## Given data
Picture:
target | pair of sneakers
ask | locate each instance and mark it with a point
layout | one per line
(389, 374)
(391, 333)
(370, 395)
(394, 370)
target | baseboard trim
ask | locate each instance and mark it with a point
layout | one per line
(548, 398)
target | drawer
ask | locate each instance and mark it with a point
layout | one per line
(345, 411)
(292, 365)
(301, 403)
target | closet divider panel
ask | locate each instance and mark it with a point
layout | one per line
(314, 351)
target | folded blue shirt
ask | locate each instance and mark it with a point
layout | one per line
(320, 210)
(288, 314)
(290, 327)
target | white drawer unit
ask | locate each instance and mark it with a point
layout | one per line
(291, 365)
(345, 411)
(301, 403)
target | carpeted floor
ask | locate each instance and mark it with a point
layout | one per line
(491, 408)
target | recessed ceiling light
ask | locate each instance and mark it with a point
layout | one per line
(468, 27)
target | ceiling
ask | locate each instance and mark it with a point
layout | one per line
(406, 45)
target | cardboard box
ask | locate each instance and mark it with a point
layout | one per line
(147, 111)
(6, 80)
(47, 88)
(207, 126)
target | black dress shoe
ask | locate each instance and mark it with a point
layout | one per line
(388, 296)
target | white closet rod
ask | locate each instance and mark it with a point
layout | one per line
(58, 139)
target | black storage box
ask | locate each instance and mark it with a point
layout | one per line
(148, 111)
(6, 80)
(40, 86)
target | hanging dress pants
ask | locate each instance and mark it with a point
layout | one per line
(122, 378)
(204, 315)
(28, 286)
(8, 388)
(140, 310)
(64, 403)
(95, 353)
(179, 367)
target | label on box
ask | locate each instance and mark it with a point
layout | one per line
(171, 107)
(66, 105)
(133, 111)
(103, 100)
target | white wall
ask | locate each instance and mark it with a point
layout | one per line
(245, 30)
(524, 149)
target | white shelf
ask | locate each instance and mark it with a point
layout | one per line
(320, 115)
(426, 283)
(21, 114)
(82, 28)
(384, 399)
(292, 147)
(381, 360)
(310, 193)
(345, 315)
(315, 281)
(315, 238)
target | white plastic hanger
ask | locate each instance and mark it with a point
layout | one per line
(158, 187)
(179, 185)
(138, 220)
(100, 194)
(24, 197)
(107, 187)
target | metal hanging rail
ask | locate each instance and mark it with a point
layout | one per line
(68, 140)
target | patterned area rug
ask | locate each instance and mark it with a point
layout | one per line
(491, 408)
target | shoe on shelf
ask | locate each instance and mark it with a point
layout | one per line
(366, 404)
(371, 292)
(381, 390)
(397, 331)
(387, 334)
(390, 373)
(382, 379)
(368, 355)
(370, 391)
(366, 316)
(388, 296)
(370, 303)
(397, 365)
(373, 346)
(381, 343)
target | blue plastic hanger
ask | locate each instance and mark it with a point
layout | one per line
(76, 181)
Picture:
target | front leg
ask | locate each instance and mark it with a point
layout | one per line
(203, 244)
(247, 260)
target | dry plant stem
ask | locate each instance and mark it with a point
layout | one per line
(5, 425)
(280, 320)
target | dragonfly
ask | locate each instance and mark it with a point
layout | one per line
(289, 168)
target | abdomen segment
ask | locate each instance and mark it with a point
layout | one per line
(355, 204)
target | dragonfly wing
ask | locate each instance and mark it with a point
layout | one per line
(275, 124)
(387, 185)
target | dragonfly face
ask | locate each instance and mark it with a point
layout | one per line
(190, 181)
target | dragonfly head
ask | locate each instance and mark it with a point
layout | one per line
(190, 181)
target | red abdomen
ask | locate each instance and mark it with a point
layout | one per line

## Stated problem
Copy every line of the records word for word.

## Exercise output
Picture:
target | pair of sneakers
ask | locate each instance and mark it with a point
layout | one per line
(389, 374)
(391, 333)
(370, 395)
(394, 370)
target | baseboard trim
ask | locate each instance and mark it with a point
layout | one per line
(548, 398)
target | drawer
ask | locate each instance and mark it with a point
layout | one per line
(345, 411)
(292, 365)
(301, 403)
target | closet divider panel
ask | locate each instance and mark it with a point
layout | one per line
(314, 351)
target | folded blue shirt
ask | locate each instance and mark it with a point
layout | one per line
(320, 210)
(288, 314)
(290, 327)
target | white drawer unit
ask | locate each instance and mark it with a point
layout | one per line
(291, 365)
(345, 411)
(301, 403)
target | carpeted floor
ask | locate each instance and mark it with a point
layout | one per line
(491, 408)
target | recessed ceiling light
ask | locate each instance and mark it with a point
layout | one per line
(468, 27)
target | ceiling
ask | locate each instance and mark it with a point
layout | one per line
(406, 45)
target | cardboard box
ask | locate each instance and mark it with a point
layout | one per line
(147, 111)
(6, 80)
(47, 88)
(207, 126)
target | black dress shoe
ask | locate each instance and mark it with a point
layout | one per line
(388, 296)
target | white closet rod
ask | locate each instance and mark it with a point
layout | one per line
(58, 139)
target | black storage box
ask | locate each instance and mark it with a point
layout | one per line
(148, 111)
(6, 80)
(40, 86)
target | hanging dress pants
ask | locate each instance and mark it with a point
layout | one per line
(122, 378)
(204, 315)
(28, 286)
(8, 388)
(140, 310)
(64, 403)
(95, 353)
(179, 367)
target | label on box
ask | locate each instance and mark it with a point
layout | one per line
(171, 107)
(66, 105)
(133, 111)
(103, 100)
target | white wall
ask | locate each instance and mark it with a point
layout | one per line
(245, 30)
(524, 149)
target | white shelf
ask | locate each instance and mark it with a point
layout | one per line
(320, 115)
(426, 283)
(21, 114)
(82, 28)
(384, 399)
(292, 147)
(381, 360)
(310, 193)
(345, 315)
(315, 281)
(315, 238)
target | white plastic hanger
ask | locate each instance and mark it with a point
layout | one per line
(158, 187)
(179, 185)
(138, 220)
(100, 194)
(24, 197)
(107, 187)
target | metal hanging rail
ask | locate each instance and mark it with a point
layout | one per line
(68, 140)
target | patterned area rug
ask | locate each instance and mark it with a point
layout | one per line
(491, 408)
target | shoe on shelf
ask | locate each instance and mark it with a point
layout | one per line
(366, 404)
(371, 292)
(381, 390)
(397, 331)
(387, 334)
(390, 373)
(382, 379)
(368, 355)
(370, 391)
(366, 316)
(388, 296)
(370, 303)
(397, 365)
(373, 346)
(381, 343)
target | blue plastic hanger
ask | locate each instance and mark it with a point
layout | one per line
(76, 181)
Picture:
target | front leg
ask | locate each instance and mark it with a point
layout | one per line
(203, 244)
(247, 260)
target | dry plant stem
ask | locate each instance and mark it with a point
layout | one per line
(5, 425)
(280, 320)
target | dragonfly
ask | locate each instance and mark it with a point
layout | one per line
(289, 168)
target | abdomen segment
ask | locate each instance and mark it with a point
layout | one per line
(355, 204)
target | dragonfly wing
ask | locate each instance and mark it with a point
layout | one per line
(275, 124)
(387, 185)
target | dragonfly face
ask | locate each instance and mark it with a point
layout | one per line
(190, 181)
target | dragonfly head
ask | locate each instance and mark it with a point
layout | one per line
(190, 181)
target | red abdomen
ask | locate each instance and mark it with a point
layout | one per line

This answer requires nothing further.